Überführe die Auflistung von der Zeile mit „Could you kindly tag the front tire“ bis einschließlich der Zeile mit „column 154, row 170“ in eine JSON-Liste von Zeichenketten, mit einem Eintrag je Zeile und ohne Leerzeilen.
- - - - - - -
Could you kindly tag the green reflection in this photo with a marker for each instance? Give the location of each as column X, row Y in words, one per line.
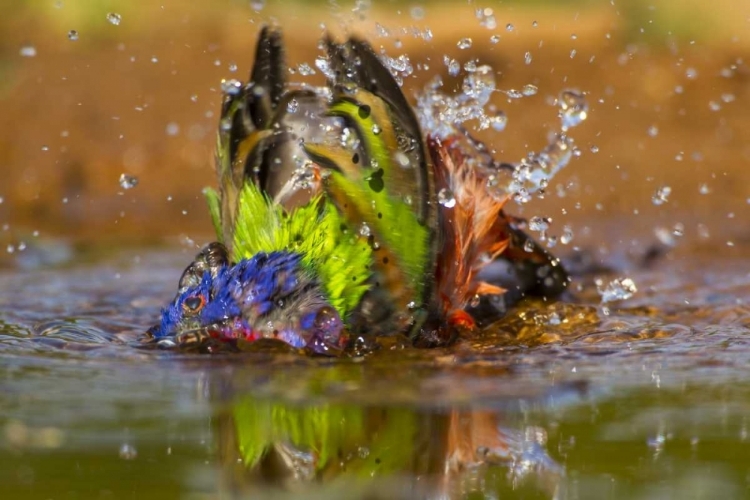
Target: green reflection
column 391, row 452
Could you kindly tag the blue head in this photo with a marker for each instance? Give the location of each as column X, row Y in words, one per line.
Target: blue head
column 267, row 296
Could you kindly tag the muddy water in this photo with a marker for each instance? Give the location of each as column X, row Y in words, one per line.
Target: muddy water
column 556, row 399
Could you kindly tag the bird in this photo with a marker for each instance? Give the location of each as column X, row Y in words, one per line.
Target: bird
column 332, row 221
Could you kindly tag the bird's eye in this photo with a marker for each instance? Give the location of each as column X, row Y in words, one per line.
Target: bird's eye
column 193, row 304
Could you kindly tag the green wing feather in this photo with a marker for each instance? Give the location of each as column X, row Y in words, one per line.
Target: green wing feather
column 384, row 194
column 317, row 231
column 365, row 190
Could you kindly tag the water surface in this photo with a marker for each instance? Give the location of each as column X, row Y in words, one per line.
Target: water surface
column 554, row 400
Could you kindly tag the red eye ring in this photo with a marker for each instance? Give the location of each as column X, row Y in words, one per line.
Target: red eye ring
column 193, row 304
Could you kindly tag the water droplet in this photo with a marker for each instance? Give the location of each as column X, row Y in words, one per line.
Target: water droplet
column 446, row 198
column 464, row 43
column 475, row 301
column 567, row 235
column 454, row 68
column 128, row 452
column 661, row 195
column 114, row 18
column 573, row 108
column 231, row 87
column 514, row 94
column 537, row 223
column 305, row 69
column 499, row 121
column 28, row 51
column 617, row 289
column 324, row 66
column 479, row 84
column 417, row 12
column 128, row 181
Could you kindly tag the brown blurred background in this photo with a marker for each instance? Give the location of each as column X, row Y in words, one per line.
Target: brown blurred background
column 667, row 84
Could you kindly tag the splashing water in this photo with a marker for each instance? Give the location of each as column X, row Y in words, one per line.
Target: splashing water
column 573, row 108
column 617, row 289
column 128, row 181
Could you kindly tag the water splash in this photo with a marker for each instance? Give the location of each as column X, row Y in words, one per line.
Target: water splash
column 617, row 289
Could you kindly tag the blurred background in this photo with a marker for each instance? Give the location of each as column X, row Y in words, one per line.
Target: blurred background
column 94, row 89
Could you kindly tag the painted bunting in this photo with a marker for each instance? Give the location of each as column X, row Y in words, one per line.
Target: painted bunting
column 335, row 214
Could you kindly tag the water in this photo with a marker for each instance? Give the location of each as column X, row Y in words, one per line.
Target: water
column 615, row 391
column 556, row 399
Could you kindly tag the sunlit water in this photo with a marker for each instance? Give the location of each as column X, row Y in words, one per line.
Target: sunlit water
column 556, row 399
- - - - - - -
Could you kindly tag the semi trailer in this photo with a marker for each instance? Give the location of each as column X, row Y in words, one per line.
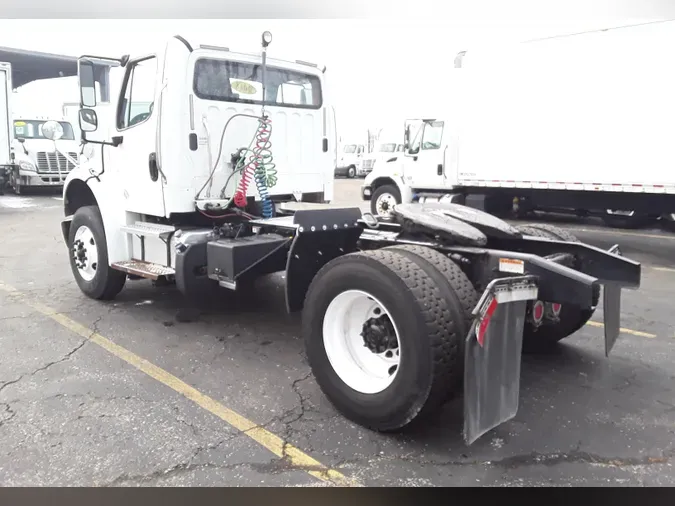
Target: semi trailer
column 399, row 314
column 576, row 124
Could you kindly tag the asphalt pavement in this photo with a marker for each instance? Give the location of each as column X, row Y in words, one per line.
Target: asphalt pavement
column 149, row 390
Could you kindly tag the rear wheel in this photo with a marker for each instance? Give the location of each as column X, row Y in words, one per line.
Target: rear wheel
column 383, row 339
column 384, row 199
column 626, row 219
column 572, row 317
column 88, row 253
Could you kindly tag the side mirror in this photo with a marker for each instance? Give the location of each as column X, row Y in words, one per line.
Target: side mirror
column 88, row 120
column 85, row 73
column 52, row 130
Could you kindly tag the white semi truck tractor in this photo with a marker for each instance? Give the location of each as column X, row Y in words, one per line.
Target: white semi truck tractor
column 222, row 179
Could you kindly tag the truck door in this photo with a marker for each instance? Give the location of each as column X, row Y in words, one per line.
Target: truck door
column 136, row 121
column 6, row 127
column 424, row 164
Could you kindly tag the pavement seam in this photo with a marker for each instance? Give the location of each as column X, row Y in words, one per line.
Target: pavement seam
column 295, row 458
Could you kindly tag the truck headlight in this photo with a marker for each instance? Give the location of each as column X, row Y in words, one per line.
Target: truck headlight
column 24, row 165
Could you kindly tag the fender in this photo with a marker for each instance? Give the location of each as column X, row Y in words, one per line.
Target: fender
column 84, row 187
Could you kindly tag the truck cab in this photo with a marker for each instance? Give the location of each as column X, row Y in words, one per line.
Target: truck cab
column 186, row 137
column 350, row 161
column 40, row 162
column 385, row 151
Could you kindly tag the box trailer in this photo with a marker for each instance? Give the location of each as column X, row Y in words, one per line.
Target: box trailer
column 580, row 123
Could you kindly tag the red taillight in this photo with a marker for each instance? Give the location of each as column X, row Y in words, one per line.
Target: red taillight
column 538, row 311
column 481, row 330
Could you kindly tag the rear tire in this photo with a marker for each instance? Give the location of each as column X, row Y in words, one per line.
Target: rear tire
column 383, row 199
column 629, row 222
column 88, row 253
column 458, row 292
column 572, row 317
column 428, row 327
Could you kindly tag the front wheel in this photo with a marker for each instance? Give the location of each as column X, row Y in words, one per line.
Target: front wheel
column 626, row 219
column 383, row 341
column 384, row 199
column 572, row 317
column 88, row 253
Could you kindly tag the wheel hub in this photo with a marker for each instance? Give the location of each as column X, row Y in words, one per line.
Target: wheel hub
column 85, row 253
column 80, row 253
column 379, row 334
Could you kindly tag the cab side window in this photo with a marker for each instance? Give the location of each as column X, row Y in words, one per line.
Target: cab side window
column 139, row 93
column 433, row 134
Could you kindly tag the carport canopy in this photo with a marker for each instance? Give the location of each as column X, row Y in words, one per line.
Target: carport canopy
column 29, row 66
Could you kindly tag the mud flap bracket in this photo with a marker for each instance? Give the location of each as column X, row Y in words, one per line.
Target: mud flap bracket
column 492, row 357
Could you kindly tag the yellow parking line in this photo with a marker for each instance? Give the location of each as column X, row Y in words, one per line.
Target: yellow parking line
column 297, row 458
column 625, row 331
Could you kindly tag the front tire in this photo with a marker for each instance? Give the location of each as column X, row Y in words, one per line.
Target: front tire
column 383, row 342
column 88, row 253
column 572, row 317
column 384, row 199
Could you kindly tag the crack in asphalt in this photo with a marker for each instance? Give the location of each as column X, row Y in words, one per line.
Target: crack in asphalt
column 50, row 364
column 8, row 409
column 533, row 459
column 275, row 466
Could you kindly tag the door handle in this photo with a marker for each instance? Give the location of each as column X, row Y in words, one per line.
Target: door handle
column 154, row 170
- - - - - - -
__Übungsergebnis__
[
  "Could you kindly tag the front tire in this photo with a marker for each instance? Give the location of each as column X, row Y in words, one per line.",
  "Target: front tire",
  "column 383, row 342",
  "column 88, row 253",
  "column 572, row 317",
  "column 384, row 199",
  "Could you kindly tag the crack in asphalt in this photo with a marker for each instance? Give the location of each as column X, row Y in words, one per line.",
  "Target: crack in asphalt",
  "column 50, row 364",
  "column 8, row 409",
  "column 533, row 459",
  "column 275, row 466",
  "Could you kindly tag the door handle in this photo with a marker for each instance? Give the location of each as column X, row Y in words, one per line.",
  "Target: door handle",
  "column 154, row 170"
]